**TASK STATEMENT**.
Of the entries below, restate word for word only the section that runs from the line with "of the bush" to the line with "of the building", counting both ends.

(Beginning of STUDY MATERIAL)

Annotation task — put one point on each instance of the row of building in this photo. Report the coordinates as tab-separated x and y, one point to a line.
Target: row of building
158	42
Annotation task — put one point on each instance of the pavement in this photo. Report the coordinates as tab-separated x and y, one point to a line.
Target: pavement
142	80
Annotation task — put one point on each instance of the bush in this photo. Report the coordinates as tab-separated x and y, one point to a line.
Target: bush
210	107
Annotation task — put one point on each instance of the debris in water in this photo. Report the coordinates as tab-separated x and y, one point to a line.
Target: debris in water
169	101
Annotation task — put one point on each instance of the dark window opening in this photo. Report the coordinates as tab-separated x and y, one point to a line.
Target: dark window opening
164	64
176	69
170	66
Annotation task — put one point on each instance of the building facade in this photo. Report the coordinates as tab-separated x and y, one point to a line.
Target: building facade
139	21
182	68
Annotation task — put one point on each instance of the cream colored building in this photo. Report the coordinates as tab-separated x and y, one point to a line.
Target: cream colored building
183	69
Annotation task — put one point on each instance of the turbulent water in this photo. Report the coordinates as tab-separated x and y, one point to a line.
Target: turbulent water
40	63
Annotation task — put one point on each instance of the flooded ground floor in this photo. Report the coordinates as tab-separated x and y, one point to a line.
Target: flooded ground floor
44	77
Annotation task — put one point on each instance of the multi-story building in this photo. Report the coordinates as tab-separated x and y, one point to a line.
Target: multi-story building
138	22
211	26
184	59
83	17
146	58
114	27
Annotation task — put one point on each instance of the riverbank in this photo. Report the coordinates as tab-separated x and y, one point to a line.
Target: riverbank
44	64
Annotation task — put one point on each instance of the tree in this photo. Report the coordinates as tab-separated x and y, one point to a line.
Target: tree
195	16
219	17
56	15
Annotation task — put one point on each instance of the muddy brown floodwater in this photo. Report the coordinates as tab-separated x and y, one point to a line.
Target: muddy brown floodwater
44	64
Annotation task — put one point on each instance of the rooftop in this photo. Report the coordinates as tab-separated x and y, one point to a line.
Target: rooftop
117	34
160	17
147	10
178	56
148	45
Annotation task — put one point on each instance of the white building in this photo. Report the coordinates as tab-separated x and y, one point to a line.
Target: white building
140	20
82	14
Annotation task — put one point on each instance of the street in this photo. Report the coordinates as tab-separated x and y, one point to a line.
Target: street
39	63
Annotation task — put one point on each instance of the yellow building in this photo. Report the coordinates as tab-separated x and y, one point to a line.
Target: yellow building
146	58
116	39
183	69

(End of STUDY MATERIAL)

**RESPONSE**.
Annotation task — put one point on each instance of the bush in this photo. Report the coordinates as tab-separated x and y, one point to a line.
Target: bush
210	107
Annotation task — put one point on each instance of the debris in water in this photo. Report the coordinates as tab-separated x and y, one point to a line.
Target: debris in water
169	101
Annotation task — put one point on each instance of the dark window opening in this photo. Report the coordinates as tab-separated x and y, one point to a line.
Target: dark window opening
164	64
176	69
170	66
Annotation task — put one point on each instance of the building facade in this photo. Report the coordinates as tab-separated x and y, one point to a line.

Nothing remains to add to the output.